■ The problem ■
Copy the lines of the listing below word for word. Begin at the line that contains "TARGET = building outside window" and go through the last line of the listing.
<<<<
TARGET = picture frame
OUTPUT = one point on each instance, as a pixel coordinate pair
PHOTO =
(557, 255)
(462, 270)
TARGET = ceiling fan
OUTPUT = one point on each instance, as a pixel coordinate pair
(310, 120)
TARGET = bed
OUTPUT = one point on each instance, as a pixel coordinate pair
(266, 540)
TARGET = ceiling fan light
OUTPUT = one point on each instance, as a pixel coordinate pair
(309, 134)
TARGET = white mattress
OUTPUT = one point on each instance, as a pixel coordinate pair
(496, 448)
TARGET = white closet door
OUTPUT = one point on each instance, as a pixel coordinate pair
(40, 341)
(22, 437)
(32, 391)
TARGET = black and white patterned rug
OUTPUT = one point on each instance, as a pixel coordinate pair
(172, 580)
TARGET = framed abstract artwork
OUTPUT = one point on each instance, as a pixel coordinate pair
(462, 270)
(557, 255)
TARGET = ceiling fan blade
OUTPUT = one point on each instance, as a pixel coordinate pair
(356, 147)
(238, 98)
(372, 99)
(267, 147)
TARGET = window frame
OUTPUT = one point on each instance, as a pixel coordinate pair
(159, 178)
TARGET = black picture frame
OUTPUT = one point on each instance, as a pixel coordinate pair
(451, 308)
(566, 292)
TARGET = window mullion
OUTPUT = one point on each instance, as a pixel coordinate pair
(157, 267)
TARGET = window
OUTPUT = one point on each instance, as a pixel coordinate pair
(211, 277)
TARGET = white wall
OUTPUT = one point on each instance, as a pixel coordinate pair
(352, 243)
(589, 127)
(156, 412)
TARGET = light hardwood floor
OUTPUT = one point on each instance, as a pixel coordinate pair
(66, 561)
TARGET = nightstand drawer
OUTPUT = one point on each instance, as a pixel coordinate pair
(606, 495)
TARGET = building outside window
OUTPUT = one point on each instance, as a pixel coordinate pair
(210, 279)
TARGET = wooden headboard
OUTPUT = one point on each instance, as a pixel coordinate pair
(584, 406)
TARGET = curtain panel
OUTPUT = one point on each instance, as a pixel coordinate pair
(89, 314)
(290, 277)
>>>>
■ Result of the task ■
TARGET = building outside window
OUTPUT = one point on each instance, as a pixel coordinate pair
(210, 279)
TARGET = wooden headboard
OUTPUT = one point on each instance, as a pixel coordinate pair
(584, 406)
TARGET = curtain panel
OUTPUT = one point on each instance, as a pixel coordinate pair
(89, 314)
(290, 277)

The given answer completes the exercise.